>> Begin SUPPLIED ENTRIES

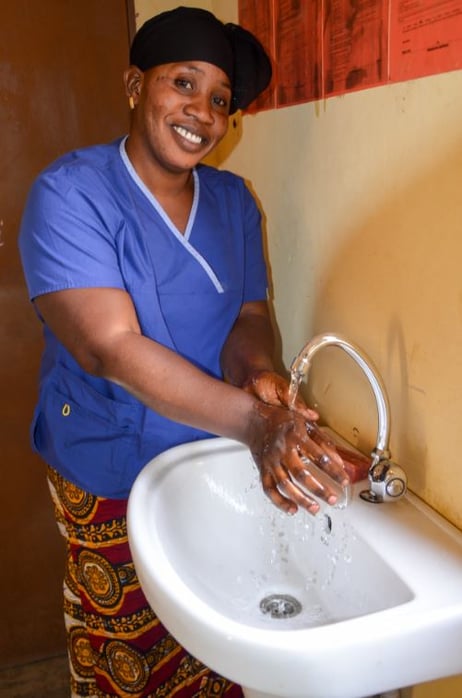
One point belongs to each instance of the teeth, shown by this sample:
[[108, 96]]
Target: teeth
[[191, 137]]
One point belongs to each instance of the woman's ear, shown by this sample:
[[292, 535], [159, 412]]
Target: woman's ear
[[133, 81]]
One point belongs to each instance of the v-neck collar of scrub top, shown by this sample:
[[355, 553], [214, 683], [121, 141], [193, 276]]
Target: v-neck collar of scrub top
[[183, 239]]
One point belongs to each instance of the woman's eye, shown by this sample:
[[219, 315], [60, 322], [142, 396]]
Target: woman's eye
[[183, 83]]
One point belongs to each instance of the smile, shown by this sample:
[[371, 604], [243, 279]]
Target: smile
[[191, 137]]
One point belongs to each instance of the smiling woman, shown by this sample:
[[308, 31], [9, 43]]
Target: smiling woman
[[147, 271]]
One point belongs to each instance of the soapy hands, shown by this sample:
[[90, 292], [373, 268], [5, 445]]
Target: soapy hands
[[291, 442]]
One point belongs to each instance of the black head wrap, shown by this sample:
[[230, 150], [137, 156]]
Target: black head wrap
[[193, 34]]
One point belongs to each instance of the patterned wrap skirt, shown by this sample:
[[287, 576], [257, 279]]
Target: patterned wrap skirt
[[116, 644]]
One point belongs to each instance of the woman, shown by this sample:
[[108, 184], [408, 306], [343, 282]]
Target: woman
[[146, 270]]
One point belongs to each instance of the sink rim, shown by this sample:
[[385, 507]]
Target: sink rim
[[427, 609]]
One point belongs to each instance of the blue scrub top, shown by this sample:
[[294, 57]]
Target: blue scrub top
[[91, 222]]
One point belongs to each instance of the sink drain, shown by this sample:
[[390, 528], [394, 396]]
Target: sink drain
[[280, 606]]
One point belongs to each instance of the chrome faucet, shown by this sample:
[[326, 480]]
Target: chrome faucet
[[387, 480]]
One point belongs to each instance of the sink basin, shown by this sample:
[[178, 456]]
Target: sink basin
[[350, 603]]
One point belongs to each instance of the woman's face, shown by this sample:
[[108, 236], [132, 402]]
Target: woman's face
[[181, 112]]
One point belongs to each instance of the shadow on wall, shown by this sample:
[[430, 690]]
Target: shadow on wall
[[394, 287]]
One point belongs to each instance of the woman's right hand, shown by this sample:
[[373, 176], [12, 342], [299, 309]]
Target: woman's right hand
[[282, 443]]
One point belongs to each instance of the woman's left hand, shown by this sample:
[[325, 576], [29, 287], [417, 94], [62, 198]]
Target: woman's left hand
[[273, 389]]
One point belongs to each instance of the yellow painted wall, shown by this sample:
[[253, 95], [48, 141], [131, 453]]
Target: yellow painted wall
[[363, 202]]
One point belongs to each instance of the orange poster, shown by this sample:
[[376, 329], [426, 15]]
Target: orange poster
[[298, 51], [355, 52], [425, 38], [322, 48]]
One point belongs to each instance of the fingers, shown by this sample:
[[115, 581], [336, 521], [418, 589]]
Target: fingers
[[285, 494]]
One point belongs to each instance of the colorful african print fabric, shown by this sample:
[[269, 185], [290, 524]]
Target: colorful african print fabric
[[116, 644]]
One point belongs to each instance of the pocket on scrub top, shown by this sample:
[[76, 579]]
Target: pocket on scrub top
[[78, 430]]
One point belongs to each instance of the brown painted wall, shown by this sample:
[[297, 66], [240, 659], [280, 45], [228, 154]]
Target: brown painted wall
[[61, 65]]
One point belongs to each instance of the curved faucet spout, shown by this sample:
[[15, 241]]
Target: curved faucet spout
[[300, 367]]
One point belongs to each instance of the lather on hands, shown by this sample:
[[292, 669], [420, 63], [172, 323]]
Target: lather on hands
[[290, 436]]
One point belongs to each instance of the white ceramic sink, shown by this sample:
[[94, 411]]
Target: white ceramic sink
[[380, 585]]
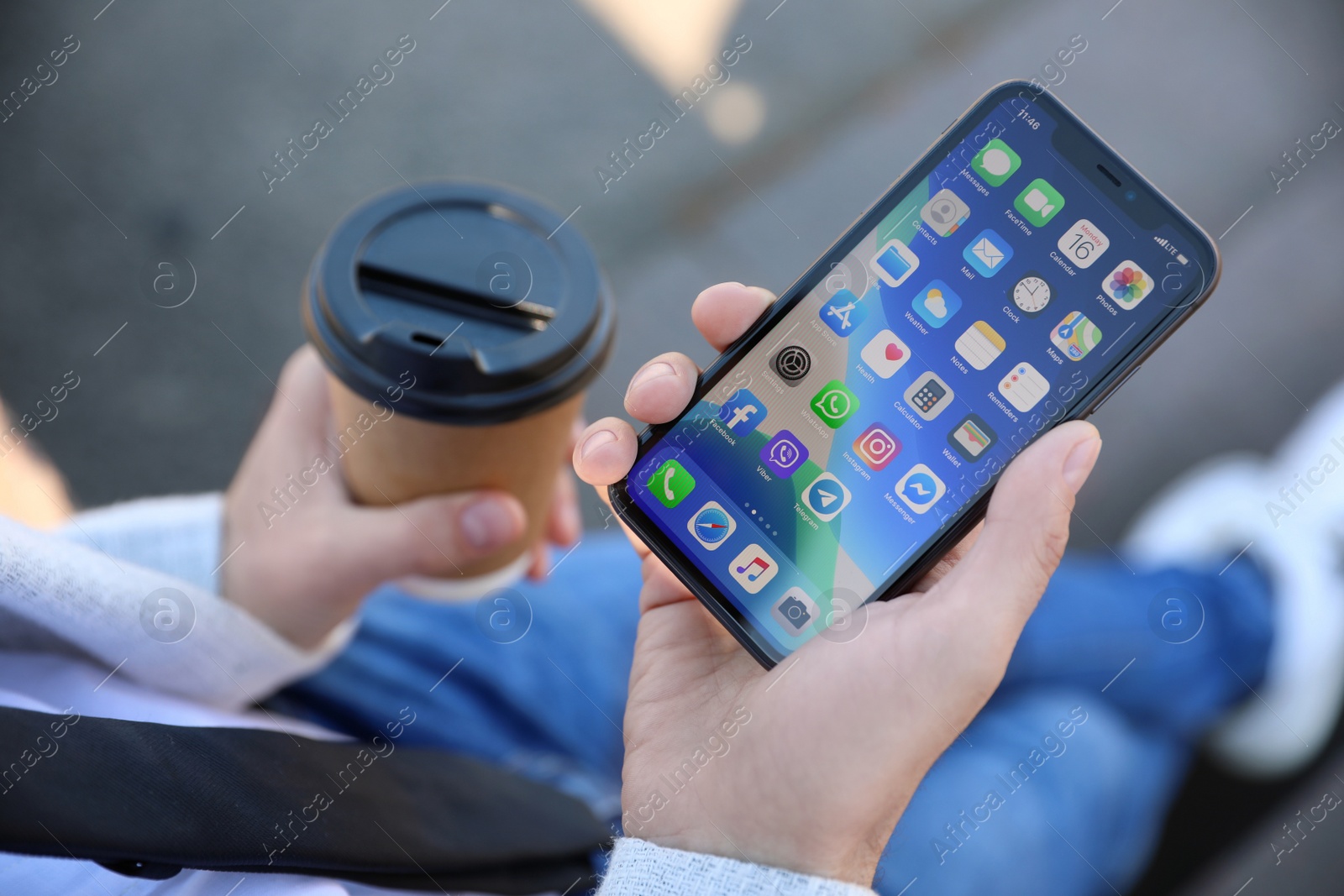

>> End SUPPLIED ENTRIES

- [WORK REQUIRED]
Rewrite the entries from the line with "One point belongs to each instance of the v-neck" through the line with "[[427, 609]]", both included, and shift each answer coordinate up by 145 while leaving all other numbers unchanged.

- [RESPONSE FOR THIS EXERCISE]
One point belongs to each instance of the v-neck collar of scrub top, shown by this sample:
[[355, 553], [214, 683], [121, 141], [193, 276]]
Target: v-neck collar of scrub top
[[328, 384]]
One point belongs to each instance of the woman's eye, shown by this sample:
[[219, 315], [60, 322], [142, 396]]
Target: woman's eye
[[328, 228]]
One point belongs to each instance of the smile, shown by this sample:
[[371, 604], [243, 279]]
Target: smile
[[336, 282]]
One point belongs to each instance of the smiling woman, shown by this sample:
[[308, 31], [9, 43]]
Target: smiling woman
[[292, 416]]
One point belongs to each instance of the soapy hands, shown by this sample:
[[90, 292], [373, 268], [5, 445]]
Target: soapy hands
[[436, 587]]
One point belongs to each instance of the black head wrap, shown by this sample:
[[230, 150], [137, 156]]
Target: black head wrap
[[338, 179]]
One point belongs to each instance of the patterned wrap skirt, shown by this sample:
[[287, 576], [257, 279]]
Target: patterned wrap skirt
[[261, 789]]
One point belongs to each instance of the woman, shown by this sample:
[[108, 184], [408, 306], [343, 282]]
Target: woman
[[291, 415]]
One point belongs to each instance of the sink rim, shown by this sample:
[[385, 507]]
Target: sink rim
[[572, 754]]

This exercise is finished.